Search the data for the word "formatted" and copy every line that contains it.

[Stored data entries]
►

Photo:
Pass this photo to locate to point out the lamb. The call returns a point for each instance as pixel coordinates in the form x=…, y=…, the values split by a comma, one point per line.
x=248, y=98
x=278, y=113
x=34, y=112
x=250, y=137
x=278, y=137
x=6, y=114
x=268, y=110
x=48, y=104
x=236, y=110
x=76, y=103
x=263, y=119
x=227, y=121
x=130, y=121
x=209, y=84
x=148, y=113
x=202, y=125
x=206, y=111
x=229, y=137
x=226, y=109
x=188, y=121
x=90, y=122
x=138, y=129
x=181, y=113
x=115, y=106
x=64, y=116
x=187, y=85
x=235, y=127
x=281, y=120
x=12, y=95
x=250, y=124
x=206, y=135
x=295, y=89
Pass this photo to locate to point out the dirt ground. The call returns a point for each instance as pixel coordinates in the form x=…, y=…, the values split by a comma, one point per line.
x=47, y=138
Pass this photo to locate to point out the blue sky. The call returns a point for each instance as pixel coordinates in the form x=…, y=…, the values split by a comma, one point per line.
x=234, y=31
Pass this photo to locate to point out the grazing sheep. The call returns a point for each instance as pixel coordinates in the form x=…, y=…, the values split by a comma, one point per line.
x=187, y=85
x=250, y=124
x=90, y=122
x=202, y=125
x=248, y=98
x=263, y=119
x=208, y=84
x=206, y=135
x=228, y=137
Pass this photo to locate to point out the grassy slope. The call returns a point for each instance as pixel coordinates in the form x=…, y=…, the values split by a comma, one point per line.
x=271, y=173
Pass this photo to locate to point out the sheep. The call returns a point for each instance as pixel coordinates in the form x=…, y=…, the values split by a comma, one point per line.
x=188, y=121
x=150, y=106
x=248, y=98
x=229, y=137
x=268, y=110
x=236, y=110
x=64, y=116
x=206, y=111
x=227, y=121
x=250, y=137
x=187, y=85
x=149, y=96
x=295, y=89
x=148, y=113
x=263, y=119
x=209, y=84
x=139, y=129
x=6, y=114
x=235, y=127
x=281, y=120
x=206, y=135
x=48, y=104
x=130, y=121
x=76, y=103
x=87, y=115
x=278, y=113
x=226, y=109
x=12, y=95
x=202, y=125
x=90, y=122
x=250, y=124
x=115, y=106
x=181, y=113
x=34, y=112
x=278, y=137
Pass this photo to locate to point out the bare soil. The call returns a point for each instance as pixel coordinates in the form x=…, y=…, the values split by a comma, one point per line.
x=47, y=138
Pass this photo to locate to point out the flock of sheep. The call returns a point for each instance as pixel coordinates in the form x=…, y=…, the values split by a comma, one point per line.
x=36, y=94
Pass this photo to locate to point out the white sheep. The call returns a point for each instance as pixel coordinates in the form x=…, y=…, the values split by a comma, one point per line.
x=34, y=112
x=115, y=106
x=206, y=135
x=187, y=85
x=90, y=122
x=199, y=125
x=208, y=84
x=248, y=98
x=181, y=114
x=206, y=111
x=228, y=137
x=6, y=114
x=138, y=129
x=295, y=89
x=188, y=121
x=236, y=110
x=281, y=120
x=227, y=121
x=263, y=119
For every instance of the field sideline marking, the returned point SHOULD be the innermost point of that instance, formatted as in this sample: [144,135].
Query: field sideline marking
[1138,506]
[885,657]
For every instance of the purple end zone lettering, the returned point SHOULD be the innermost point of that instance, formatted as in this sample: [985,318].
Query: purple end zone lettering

◄

:: Written reply ::
For every instance of the field sideline marking, the returned point SHOULD be the innermost point of that instance, formatted as in this sample: [144,135].
For every instance of the purple end zone lettering, the returned point SHOULD be the innermost point of that instance, formatted as in this sample: [985,318].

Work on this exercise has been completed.